* begin ENTRIES SHOWN *
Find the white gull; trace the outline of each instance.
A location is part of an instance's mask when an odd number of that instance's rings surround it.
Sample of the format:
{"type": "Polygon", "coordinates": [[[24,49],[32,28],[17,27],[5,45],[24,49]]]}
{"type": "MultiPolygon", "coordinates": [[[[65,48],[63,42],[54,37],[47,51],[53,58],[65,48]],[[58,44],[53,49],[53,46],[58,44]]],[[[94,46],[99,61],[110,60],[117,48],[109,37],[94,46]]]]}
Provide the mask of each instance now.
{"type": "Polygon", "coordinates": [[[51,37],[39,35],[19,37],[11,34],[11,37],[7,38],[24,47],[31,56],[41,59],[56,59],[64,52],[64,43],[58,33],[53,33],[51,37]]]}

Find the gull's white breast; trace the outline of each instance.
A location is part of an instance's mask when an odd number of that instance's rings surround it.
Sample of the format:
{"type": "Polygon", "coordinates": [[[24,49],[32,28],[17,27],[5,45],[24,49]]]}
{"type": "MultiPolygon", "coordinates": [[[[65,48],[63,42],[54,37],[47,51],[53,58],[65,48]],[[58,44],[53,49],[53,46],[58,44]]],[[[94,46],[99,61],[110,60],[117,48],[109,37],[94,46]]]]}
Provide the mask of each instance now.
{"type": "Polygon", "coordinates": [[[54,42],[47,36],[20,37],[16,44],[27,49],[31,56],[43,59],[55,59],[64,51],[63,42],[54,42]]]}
* end ENTRIES SHOWN *
__GOAL__.
Can you edit all the records above so that "trace the outline" reads "draw the boundary" wherever it appears, with everything else left unchanged?

__TASK OUTPUT__.
Find the white gull; draw the boundary of each instance.
A location is part of an instance's mask when an odd number of that instance's rings surround it.
Sample of the format:
{"type": "Polygon", "coordinates": [[[24,49],[32,28],[17,27],[5,45],[24,49]]]}
{"type": "MultiPolygon", "coordinates": [[[[65,48],[63,42],[54,37],[47,51],[53,58],[65,48]],[[58,44],[53,49],[53,46],[58,44]]],[[[94,46],[99,61],[110,60],[117,48],[109,37],[94,46]]]]}
Provide the mask of each instance now.
{"type": "Polygon", "coordinates": [[[51,37],[39,35],[19,37],[11,34],[11,37],[7,38],[24,47],[31,56],[41,59],[56,59],[64,52],[64,43],[58,33],[53,33],[51,37]]]}

Find the gull's white breast; draw the boundary of each instance.
A location is part of an instance's mask when an odd number of that instance's rings surround it.
Sample of the format:
{"type": "Polygon", "coordinates": [[[24,49],[32,28],[17,27],[5,45],[24,49]]]}
{"type": "MultiPolygon", "coordinates": [[[[65,48],[63,42],[54,37],[47,51],[53,58],[65,48]],[[58,44],[53,49],[53,46],[58,44]]],[[[94,46],[99,61],[110,60],[117,48],[109,37],[94,46]]]]}
Provide the mask of each instance now.
{"type": "Polygon", "coordinates": [[[54,42],[47,36],[20,37],[16,44],[27,49],[31,56],[43,59],[55,59],[64,51],[63,42],[54,42]]]}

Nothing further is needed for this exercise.